DATA FOR THIS TASK:
###

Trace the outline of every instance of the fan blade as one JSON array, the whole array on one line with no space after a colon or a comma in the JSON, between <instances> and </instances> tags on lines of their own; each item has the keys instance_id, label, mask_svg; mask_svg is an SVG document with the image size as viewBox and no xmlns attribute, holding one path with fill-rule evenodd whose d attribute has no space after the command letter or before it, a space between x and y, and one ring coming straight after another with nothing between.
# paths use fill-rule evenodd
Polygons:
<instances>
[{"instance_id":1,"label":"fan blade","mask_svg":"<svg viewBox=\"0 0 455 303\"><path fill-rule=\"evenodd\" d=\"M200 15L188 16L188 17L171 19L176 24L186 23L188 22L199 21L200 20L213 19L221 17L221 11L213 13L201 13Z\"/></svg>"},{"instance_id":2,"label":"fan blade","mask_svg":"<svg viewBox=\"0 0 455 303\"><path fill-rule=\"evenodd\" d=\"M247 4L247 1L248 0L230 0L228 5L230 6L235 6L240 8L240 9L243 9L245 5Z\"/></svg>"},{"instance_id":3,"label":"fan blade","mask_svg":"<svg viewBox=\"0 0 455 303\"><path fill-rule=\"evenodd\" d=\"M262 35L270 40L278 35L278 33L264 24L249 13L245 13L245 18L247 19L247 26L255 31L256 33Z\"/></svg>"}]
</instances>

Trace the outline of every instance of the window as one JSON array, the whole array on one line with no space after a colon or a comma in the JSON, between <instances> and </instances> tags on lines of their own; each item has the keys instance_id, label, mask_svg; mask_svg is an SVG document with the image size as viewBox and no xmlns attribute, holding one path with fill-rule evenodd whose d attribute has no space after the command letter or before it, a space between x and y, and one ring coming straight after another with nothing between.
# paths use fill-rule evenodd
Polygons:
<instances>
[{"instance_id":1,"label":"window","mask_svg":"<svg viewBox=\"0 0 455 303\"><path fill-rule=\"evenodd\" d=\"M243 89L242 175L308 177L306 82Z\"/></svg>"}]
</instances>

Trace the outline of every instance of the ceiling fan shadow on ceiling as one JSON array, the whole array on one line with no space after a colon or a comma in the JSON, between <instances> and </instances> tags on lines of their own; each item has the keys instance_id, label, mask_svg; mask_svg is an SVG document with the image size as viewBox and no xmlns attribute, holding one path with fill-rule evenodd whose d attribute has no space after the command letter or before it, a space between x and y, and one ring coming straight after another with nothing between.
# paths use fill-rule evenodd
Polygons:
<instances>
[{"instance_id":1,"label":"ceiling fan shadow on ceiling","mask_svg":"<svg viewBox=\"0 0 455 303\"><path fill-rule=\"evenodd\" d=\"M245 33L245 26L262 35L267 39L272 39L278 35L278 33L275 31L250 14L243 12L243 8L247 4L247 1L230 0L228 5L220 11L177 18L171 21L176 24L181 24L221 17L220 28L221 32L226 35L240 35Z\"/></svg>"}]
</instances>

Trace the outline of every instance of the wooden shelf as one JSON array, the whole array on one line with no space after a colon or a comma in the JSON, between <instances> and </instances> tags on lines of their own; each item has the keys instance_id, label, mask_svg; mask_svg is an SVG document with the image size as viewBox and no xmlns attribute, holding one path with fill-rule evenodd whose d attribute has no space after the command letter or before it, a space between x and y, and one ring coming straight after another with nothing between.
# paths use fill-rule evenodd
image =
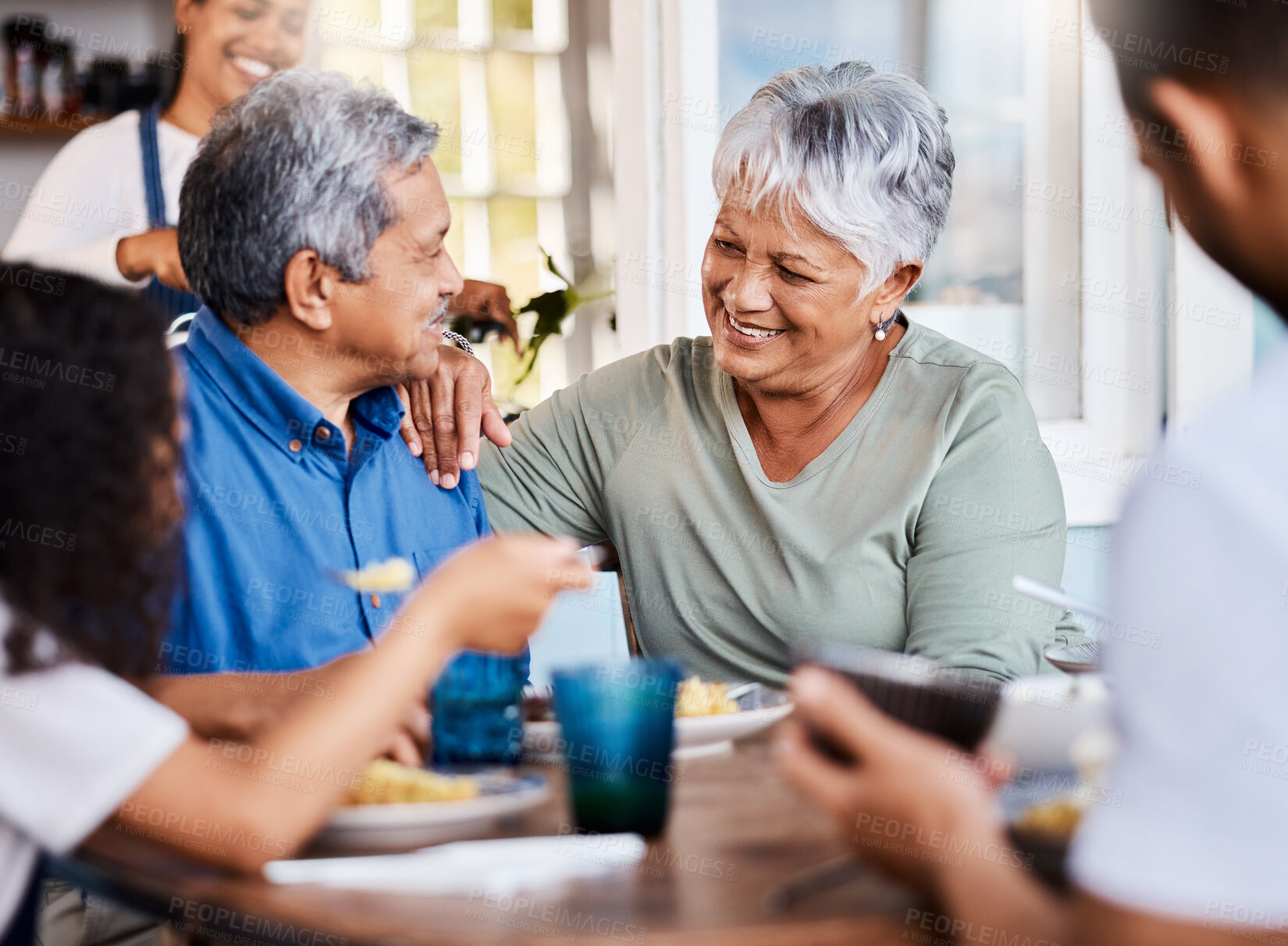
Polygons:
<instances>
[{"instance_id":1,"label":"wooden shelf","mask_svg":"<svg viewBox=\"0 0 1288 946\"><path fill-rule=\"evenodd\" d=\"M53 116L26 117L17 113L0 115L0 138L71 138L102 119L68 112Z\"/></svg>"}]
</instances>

###

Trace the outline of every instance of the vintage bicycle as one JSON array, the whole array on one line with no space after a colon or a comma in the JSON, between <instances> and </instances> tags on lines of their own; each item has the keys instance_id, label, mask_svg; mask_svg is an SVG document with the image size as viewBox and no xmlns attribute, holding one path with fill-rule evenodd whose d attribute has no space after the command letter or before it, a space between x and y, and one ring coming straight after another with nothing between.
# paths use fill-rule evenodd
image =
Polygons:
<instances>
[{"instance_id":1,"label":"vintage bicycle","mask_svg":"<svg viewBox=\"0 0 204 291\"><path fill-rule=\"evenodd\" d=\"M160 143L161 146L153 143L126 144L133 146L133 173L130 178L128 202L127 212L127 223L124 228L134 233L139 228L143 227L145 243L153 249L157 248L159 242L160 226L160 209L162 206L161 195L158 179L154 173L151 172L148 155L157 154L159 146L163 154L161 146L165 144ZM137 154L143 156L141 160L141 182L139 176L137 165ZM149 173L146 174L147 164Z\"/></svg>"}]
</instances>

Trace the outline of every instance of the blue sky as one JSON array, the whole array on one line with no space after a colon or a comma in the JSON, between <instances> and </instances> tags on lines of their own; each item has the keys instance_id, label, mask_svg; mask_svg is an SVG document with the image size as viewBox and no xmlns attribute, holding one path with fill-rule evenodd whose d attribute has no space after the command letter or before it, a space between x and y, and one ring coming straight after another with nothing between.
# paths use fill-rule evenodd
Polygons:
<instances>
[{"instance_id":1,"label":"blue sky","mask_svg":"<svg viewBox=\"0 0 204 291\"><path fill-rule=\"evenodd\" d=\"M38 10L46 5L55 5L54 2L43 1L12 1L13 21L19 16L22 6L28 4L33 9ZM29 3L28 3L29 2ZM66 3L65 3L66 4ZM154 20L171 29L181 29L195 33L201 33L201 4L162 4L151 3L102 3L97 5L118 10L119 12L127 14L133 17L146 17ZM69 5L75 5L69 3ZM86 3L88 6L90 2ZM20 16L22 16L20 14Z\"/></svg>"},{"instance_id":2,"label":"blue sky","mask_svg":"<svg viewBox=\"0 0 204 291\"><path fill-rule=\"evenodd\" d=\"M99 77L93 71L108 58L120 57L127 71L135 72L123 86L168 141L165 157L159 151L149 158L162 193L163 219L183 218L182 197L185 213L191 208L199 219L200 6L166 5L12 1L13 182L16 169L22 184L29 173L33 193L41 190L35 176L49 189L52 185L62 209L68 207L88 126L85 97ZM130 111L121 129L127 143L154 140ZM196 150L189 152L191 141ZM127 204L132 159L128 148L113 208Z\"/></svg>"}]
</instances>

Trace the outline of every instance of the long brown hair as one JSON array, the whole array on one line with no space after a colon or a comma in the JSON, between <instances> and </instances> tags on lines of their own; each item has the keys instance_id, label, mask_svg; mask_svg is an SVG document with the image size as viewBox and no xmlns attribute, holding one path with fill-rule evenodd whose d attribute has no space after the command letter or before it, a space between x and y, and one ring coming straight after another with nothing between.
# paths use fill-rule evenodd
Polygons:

###

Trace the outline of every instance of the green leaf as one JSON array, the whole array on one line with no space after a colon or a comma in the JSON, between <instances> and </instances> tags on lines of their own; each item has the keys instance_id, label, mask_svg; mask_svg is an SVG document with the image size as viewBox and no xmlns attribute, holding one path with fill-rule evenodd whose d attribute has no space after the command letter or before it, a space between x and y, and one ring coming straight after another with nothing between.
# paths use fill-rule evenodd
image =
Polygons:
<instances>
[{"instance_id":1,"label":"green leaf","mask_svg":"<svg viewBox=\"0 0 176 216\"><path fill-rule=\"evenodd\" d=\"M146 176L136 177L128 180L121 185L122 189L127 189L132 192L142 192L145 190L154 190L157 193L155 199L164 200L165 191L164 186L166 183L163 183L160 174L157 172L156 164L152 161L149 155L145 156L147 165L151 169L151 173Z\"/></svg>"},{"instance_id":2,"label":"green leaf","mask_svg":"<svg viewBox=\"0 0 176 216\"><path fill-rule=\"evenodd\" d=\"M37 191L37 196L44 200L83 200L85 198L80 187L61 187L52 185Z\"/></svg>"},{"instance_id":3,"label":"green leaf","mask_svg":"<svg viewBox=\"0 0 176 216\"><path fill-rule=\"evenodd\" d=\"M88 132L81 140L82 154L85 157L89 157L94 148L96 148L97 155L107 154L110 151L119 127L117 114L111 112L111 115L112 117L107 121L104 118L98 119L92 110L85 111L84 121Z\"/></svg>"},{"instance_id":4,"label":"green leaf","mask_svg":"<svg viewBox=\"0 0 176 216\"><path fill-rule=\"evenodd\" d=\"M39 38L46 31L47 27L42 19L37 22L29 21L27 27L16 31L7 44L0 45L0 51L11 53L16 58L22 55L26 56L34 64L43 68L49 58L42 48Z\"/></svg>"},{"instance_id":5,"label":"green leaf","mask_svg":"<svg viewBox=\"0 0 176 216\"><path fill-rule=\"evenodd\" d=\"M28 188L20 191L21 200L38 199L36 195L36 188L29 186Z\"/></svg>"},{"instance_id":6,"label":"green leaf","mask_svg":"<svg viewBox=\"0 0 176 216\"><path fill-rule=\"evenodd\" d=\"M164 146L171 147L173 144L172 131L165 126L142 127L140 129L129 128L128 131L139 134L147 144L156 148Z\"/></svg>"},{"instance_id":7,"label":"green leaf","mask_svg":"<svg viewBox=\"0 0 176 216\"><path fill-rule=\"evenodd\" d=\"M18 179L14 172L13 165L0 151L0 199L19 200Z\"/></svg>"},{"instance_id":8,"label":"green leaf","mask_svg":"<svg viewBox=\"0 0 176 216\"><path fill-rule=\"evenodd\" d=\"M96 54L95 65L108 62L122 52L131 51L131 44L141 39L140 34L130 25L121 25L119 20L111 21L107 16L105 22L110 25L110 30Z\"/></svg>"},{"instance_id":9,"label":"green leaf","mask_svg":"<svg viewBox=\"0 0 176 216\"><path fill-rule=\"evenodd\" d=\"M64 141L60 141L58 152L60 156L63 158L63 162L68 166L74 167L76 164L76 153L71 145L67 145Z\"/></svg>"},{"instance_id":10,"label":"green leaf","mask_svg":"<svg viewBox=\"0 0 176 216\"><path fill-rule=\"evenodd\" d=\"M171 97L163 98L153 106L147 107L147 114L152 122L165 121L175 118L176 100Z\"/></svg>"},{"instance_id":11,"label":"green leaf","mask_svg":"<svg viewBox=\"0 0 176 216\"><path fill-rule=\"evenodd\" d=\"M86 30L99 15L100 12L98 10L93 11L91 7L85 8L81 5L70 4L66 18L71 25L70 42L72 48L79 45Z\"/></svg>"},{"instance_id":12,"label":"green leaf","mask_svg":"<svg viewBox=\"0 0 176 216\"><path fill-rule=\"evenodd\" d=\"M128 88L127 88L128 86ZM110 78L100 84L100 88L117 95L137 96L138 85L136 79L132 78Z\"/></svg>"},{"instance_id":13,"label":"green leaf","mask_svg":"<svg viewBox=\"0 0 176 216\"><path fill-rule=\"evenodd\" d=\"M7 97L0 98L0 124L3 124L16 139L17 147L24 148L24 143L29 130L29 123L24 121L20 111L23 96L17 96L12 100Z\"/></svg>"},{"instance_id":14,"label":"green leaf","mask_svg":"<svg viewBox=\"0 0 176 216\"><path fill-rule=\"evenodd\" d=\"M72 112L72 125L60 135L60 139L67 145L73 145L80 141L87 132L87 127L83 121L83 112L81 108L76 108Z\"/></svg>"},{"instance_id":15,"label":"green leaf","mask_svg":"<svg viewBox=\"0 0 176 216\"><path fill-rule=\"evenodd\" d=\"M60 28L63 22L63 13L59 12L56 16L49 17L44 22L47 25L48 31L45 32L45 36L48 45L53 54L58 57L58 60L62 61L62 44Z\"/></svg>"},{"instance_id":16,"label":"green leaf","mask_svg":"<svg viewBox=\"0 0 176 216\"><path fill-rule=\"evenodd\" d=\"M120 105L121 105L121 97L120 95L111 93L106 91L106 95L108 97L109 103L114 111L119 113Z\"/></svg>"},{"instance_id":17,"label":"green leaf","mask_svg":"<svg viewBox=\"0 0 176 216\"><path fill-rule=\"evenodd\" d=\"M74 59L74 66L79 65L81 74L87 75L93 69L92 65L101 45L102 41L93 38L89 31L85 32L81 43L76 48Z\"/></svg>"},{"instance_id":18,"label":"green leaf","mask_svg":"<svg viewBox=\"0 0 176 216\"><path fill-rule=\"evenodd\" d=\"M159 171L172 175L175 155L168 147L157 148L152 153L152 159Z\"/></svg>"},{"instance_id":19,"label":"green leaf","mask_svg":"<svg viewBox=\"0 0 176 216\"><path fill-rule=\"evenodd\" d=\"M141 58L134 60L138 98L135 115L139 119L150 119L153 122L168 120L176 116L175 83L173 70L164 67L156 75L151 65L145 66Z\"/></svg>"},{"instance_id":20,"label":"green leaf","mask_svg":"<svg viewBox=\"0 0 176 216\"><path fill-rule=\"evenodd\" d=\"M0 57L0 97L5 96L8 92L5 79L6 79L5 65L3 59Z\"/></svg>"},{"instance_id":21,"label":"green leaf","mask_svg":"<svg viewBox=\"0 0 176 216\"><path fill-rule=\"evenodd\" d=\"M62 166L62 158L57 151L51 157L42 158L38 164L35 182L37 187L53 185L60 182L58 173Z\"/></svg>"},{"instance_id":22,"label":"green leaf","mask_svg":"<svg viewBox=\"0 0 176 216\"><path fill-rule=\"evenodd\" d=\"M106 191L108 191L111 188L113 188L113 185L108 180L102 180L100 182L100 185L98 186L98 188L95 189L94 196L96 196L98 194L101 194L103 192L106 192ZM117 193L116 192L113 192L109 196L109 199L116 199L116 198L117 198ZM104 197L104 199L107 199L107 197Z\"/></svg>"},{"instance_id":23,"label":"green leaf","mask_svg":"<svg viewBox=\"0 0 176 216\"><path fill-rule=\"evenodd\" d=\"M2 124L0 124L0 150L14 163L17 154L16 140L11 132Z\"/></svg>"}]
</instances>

###

WHAT TO PRODUCE:
Please pull out every line of the data above that contains the word "ceiling", keeping in mind that case counts.

RESPONSE TO THIS TASK:
Trace the outline of every instance of the ceiling fan shadow on ceiling as one JSON array, the whole array on one line with no space after a colon or a comma in the JSON, between <instances> and </instances> tags on lines of their own; each item has the keys instance_id, label, mask_svg; mask_svg is an SVG document with the image size as viewBox and no xmlns attribute, holding one path with fill-rule evenodd whose d attribute has no space after the command letter or before it, a space between x and y, and one ring coming straight after another with nothing between.
[{"instance_id":1,"label":"ceiling fan shadow on ceiling","mask_svg":"<svg viewBox=\"0 0 455 303\"><path fill-rule=\"evenodd\" d=\"M245 33L245 26L262 35L267 39L272 39L278 35L278 33L275 31L250 14L243 12L243 8L247 4L247 1L230 0L228 5L220 11L177 18L171 21L176 24L181 24L221 17L220 28L221 32L226 35L240 35Z\"/></svg>"}]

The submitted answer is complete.